* Source passage:
========
Sunday, April 8, 2012

Pulled into Springfield, MS around 2 pm. Got up at 7 and was out by 8. Crossed the Mississippi at 9:10 am. No place to stop to take pictures so I rolled down my windows and shot one handed out my windows!  The area along the Mississippi brings a new meaning to the word "flat." I drove more than 25 miles before I came to anything slightly resembling a bump in the road.
Missouri is rolling mountains and at the road cuts the substrata looks like it is horizontal sedimentary rocks. There are numerous signs for visiting caverns because of the eroded limestone. Looks like a beef cattle area although I wouldn't know a beef cow from a milk cow, except I am not seeing any black and white cows like the ones on Ben and Jerry's ice cream. (That would be a Guernsey, I suppose)
Had the roads to myself this AM because the good folks were all in church and the radio dial was filled with religion. But I did hear Bach's Ave Maria right when I learned that Mike Wallace had passed . Very fitting. Most of the drive today was on US 60 which is a divided highway but not limited access. Had to be really careful and it takes a moment or so longer to process that there is a stop light out in the middle of nowhere. This really IS somewhere because I passed signs for the homes of Laura Wilder Ingalls and Mark Twain.
My two nights in Paducah were good. I came down with wicked bad allergies and was taking Claritin D and Delsum cough syrup so I was a bit woozy.Went to the Quilt Museum and looked at the "Wall to Wall" Murals which are painted on the flood walls. The city is on a bluff above the confluence of the Tennessee and the Ohio Rivers. Major important city in River history. Just down river the Ohio joins the Mississippi. The cultural part of town is called "Lowertown".
They have built 12 miles of concrete walls along the the Paducah side of McCracken County and the last flood came up to about a foot shy of going over the top of the flood wall. It is hard to believe the amount of water that could possibly go over the flood walls. The city is up on a bluff at least 60 ft above water level, and then the walls are another 15 ft. My Geography professor used to curse the Civil engineers for ever building levies because once you build them "IT" will come. "IT " being water. And every time someone upstream paves over land for a parking lot it creates runoff that doesn't soak into the soil, so water goes into storm drains and into streams and into rivers and the problem cascades.  Every time someone up stream builds a levy it creates more problems for those down river. Just look at New Orleans. They build the levies higher and the land is sinking at about the same rate! End of lecture on levies.
I liked Paducah until I learned there was a Gaseous Diffusion Plant there. They enrich all of the uranium for all of the US Nuclear power plants. Things glow around the area! My prejudice! It was so clever of them to build on the Mississippi so that when there is a leak or disaster the river gets polluted.
I am starting to see the old time type of windmills and I saw someone wearing the first cowboy hat.
So the first week was a real test. Living outdoors 24/7 has been a trial especially with temps down in the low 30's at night and 50's during the day. Going from sedentary living in a 55+ community that doesn't have a stair in sight to schlepping gear in and out of the car and dealing with the tent etc has been a challenge but I expected to feel the effects. Didn't expect the allergies attacking but I suppose I should have for seen that happening. So it is warming up now and I have a rhythm of things. If I don't cook, brew coffee or take a shower in the morning and pack the night before, I can get up and out in an hour. Shower and cooking and loading in the morning makes it more like a 2 hour phenomena. I have a few one night stays coming up until I get to Taos and they are the longest driving days too. Should be interesting. I am already going to bed at sundown but despite all that I have managed to get most of the second motif of my shawl knit! Knitting after dark does not work even with a lantern!
Happy Easter and I especially want to say "'Hi" to my fellow choir members at 1ST U that produced such wonderful music every Sunday but especially at Easter.
========
* Data listing:
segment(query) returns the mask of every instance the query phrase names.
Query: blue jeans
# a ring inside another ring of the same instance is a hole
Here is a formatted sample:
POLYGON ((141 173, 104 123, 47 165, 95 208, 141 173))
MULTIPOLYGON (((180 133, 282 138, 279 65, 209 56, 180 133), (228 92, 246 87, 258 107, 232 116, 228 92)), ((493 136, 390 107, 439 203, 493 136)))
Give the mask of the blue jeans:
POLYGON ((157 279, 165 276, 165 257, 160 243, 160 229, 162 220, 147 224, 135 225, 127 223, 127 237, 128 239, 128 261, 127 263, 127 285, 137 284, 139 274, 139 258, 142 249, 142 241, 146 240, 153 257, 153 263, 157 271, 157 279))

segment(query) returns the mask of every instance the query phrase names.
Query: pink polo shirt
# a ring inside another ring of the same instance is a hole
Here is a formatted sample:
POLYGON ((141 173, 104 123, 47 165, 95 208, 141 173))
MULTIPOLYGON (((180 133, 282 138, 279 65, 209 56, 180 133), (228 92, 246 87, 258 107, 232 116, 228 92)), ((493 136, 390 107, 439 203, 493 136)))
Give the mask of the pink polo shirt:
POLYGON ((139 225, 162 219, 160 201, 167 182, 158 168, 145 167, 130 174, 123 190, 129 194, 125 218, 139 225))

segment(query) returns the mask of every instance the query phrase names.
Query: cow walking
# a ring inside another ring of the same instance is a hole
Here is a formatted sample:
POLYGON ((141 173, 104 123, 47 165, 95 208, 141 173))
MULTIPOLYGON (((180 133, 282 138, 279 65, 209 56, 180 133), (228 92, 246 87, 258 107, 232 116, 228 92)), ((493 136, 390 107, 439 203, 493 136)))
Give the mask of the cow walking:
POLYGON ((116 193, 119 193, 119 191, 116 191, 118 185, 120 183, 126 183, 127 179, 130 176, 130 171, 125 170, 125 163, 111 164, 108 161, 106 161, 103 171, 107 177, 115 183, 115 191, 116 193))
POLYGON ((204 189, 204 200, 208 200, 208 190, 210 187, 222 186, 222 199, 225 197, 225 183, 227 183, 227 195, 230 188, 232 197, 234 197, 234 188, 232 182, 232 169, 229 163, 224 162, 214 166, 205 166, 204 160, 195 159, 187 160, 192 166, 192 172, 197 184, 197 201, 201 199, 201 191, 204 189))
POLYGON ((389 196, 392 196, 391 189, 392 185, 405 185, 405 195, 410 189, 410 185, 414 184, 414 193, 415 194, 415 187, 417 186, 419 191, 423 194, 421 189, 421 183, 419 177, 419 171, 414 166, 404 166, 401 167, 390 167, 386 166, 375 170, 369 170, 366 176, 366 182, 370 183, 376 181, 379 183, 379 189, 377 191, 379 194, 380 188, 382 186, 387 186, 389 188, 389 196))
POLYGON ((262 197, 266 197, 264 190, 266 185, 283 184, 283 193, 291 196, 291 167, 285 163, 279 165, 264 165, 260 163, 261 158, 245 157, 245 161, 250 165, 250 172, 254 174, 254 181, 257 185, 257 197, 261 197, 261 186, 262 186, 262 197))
========
* Work to complete: Transcribe everything in the road trip journal entry from "I liked Paducah" down to "first cowboy hat.".

* Solution for this task:
I liked Paducah until I learned there was a Gaseous Diffusion Plant there. They enrich all of the uranium for all of the US Nuclear power plants. Things glow around the area! My prejudice! It was so clever of them to build on the Mississippi so that when there is a leak or disaster the river gets polluted.
I am starting to see the old time type of windmills and I saw someone wearing the first cowboy hat.